● What the task asks
Your job is to copy every record exactly.

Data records
◆ ◆ ◆ ◆ ◆ ◆ ◆

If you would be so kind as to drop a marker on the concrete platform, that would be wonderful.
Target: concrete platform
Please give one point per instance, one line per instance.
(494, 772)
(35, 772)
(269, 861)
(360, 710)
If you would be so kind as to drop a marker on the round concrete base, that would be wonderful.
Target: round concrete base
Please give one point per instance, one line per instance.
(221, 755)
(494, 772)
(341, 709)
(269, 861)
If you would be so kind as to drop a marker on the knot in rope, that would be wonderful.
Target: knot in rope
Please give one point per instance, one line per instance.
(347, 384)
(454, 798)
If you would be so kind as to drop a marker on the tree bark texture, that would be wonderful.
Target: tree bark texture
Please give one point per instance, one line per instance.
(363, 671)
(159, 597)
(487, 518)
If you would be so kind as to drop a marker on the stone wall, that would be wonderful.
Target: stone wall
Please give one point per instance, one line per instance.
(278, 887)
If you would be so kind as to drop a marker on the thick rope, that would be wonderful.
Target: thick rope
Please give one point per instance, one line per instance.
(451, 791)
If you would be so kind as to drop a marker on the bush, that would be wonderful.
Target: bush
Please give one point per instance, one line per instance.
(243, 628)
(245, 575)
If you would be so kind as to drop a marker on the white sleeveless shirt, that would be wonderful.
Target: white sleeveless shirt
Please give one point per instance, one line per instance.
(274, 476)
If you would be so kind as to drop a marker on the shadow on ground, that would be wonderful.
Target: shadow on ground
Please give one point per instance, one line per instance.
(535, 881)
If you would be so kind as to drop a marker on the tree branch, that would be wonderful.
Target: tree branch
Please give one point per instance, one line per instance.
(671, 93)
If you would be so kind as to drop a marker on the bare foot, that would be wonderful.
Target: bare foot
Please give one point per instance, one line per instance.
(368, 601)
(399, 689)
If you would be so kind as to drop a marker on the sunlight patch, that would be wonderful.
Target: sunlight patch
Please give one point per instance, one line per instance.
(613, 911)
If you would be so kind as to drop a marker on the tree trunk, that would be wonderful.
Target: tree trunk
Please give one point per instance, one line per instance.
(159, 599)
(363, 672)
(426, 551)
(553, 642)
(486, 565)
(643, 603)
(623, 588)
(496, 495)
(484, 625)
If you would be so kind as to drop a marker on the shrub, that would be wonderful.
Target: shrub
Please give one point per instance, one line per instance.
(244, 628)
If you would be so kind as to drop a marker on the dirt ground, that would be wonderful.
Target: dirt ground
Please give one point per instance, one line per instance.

◆ ◆ ◆ ◆ ◆ ◆ ◆

● Your solution
If you would be so kind as to drop a marker on the concrete platform, that would be wonderful.
Target: concrete platform
Please give one point per instance, one line per instance.
(494, 772)
(35, 772)
(269, 861)
(360, 710)
If you would be so kind as to drop a marker on the round concrete base, that would be wonderful.
Target: round concrete base
Please give one point per instance, one line per instance.
(221, 755)
(494, 772)
(341, 709)
(269, 861)
If you would be so kind as to drop a marker on the knot in rope, that would be wonderful.
Target: knot in rope
Please give one point per instance, one line per instance.
(347, 384)
(454, 798)
If you would be so kind as to drop a marker on the tree bark texture, that would be wonderful.
Target: tree bark texture
Please give one point per instance, one line per instance.
(363, 671)
(159, 597)
(487, 518)
If you would be so kind as to drop a marker on the stone wall, that would be wonderful.
Target: stone wall
Please give one point per instance, one line per instance.
(278, 887)
If you would be so kind as to drop a marker on the thick rope, that would be wonderful.
Target: thick rope
Please give one point per instance, one line per instance.
(451, 791)
If you would be so kind as to drop a marker on the bush, that would be wonderful.
Target: bush
Please give one point per instance, one line per instance.
(243, 628)
(245, 575)
If you would be so kind as to drop a marker on the white sleeveless shirt, that would be wonderful.
Target: white sleeveless shirt
Please give one point per instance, one line per instance.
(274, 476)
If you would be so kind as to drop a marker on the shadow on ground, that would be wonderful.
Target: shadow on ground
Please give one point per instance, one line per instance.
(535, 881)
If you would be so kind as to drop a marker on the tree branch, that would be wonderful.
Target: tree branch
Please give one point per instance, one line per instance.
(671, 93)
If you would be so kind as to drop a marker on the bare foot, that would be wonderful.
Target: bare foot
Please give one point per instance, one line per instance.
(368, 601)
(399, 689)
If you would be so kind as to drop a marker on the sunlight patch, that would be wonderful.
Target: sunlight patch
Please give one point per instance, one line per instance.
(613, 911)
If you would be so kind as to drop a marker on the tree trunk, that would be wonderful.
Target: tree trunk
Please give one point per instance, one line per instance.
(159, 599)
(363, 672)
(426, 551)
(553, 642)
(486, 565)
(643, 603)
(623, 588)
(496, 495)
(484, 625)
If you would be so kind as to drop a marker on the shrub, that would be wonderful.
Target: shrub
Please give one point per instance, one line per instance.
(244, 628)
If you would be so kind as to drop a marker on the dirt ground, that would be wonderful.
Target: dirt ground
Please give one point per instance, one line per instance.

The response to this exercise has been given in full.